Would you copy out the whole listing exactly as given?

> _DATA SUPPLIED_:
------------------------------------------------------------------------
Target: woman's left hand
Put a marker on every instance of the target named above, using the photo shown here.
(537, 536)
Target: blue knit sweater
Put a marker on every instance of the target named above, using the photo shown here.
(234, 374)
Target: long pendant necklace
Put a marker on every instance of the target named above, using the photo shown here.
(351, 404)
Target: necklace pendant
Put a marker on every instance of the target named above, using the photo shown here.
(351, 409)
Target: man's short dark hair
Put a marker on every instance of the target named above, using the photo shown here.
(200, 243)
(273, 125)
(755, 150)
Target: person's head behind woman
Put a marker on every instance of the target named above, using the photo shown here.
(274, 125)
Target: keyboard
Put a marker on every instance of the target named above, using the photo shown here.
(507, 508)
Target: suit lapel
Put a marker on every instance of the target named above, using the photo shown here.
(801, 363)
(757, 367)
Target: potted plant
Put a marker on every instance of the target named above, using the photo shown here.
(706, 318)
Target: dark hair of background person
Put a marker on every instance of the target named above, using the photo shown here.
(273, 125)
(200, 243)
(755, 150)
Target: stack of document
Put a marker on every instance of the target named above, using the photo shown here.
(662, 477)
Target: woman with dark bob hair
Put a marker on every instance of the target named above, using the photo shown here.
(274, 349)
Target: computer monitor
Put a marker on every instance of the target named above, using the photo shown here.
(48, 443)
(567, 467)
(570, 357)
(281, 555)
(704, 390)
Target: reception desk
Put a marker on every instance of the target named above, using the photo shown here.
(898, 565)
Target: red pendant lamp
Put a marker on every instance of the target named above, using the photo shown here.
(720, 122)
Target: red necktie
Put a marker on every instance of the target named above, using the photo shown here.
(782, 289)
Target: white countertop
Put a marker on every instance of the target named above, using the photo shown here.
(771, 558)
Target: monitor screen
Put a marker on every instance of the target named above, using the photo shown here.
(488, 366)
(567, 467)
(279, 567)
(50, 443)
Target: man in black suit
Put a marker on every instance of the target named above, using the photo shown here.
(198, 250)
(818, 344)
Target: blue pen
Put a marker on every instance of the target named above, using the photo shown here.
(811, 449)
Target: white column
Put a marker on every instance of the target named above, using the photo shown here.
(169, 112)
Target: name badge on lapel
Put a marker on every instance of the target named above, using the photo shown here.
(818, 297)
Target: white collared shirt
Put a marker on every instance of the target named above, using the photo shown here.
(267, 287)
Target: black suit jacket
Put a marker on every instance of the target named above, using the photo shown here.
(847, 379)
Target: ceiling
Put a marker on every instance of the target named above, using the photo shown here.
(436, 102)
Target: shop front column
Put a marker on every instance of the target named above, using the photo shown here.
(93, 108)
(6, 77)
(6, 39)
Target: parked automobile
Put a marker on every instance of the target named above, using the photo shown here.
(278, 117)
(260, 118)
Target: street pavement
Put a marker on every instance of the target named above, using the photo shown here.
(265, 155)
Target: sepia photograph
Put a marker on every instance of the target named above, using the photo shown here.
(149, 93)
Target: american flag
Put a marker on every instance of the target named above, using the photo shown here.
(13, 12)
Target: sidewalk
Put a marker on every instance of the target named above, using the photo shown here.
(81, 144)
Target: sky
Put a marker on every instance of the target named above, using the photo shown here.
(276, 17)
------------------------------------------------------------------------
> _TASK OUTPUT_:
Target: woman's left hand
Put a marker on every instance of the target named above, using the photo shown here.
(537, 536)
Target: blue knit sweater
Put a marker on every instance of the target named above, using the photo shown here.
(234, 374)
Target: long pendant necklace
Put a marker on every instance of the target named above, using the photo shown here.
(351, 404)
Target: necklace pendant
Put a marker on every instance of the target named above, using the photo shown here.
(351, 409)
Target: man's short dark hair
Put a marker on every instance of the target named above, using the photo shown here.
(200, 243)
(273, 125)
(755, 150)
Target: person's head behind woman
Put a marker on every instance of the target named above, using the photo shown here.
(274, 125)
Target: keyboard
Put a marker on every instance of the target named above, using the photo shown here.
(507, 508)
Target: suit lapel
Put a marker on every instance of the target named above, using the photo shown here.
(801, 363)
(757, 367)
Target: potted plant
Put a marker on every instance of the target named above, using the photo shown here.
(706, 318)
Target: dark hair of background person
Put a marker on every instance of the target named above, using the photo shown here.
(273, 125)
(200, 243)
(755, 150)
Target: stack of document
Put a marker on every instance of the target named above, using the photo shown here.
(662, 477)
Target: woman with dark bob hair
Put a marker on every instance of the target named above, using the photo shown here.
(274, 349)
Target: computer monitor
Put a marker on every instance of the target named above, using the photo shown here.
(48, 443)
(567, 467)
(570, 357)
(281, 555)
(704, 390)
Target: reception desk
Put a marker on every instance of the target named above, using the photo shown here.
(898, 565)
Target: red pendant lamp
Put a marker on every instance of the target named above, using the photo shown here.
(720, 122)
Target: red necktie
Put a marker on every instance of the target named above, using the photo shown here.
(782, 289)
Target: white countertop
Put a marker on every instance of the target named above, using the photo shown here.
(771, 558)
Target: monitor screen
Put a marker on every instance of the target named above, using the photo shown here.
(488, 366)
(567, 467)
(279, 567)
(50, 443)
Target: man in black suit
Put a marker on every instance of the target named above, using the photo shown here.
(198, 250)
(818, 344)
Target: blue pen
Put a marker on every instance of the target named above, using the photo shown here.
(811, 449)
Target: white column
Put a marker on every instance of the target named above, using the photo shown here.
(169, 112)
Target: name badge on lapel
Put a marker on every instance of the target named above, using the photo shown here.
(818, 297)
Target: white collared shirt
Put a marker on every instance of the target named above, using the photo shown here.
(267, 287)
Target: black suit jacket
Put a marker on every instance of the target named above, using the photo shown here.
(847, 379)
Target: ceiling
Put a marker on every instance of the target named above, using the photo shown here.
(436, 102)
Target: shop front column
Put a marker on every instance of the target named above, using the photo shown here.
(93, 108)
(6, 77)
(6, 39)
Target: parked automobile
Put a marker on every instance of the target named above, using the photo shown here.
(278, 117)
(260, 118)
Target: street pavement
Put a marker on every instance of the target named above, using the photo shown here.
(265, 155)
Target: sepia photograph
Put a marker on every instance of the target named above, using the photo shown here.
(149, 93)
Target: american flag
Put a marker on every instance of the target named above, using the photo shown here.
(13, 12)
Target: sidewalk
Put a marker on every instance of the target named above, using the photo shown here.
(81, 144)
Target: sky
Put a marker on every instance of the target named above, using the photo shown here.
(276, 17)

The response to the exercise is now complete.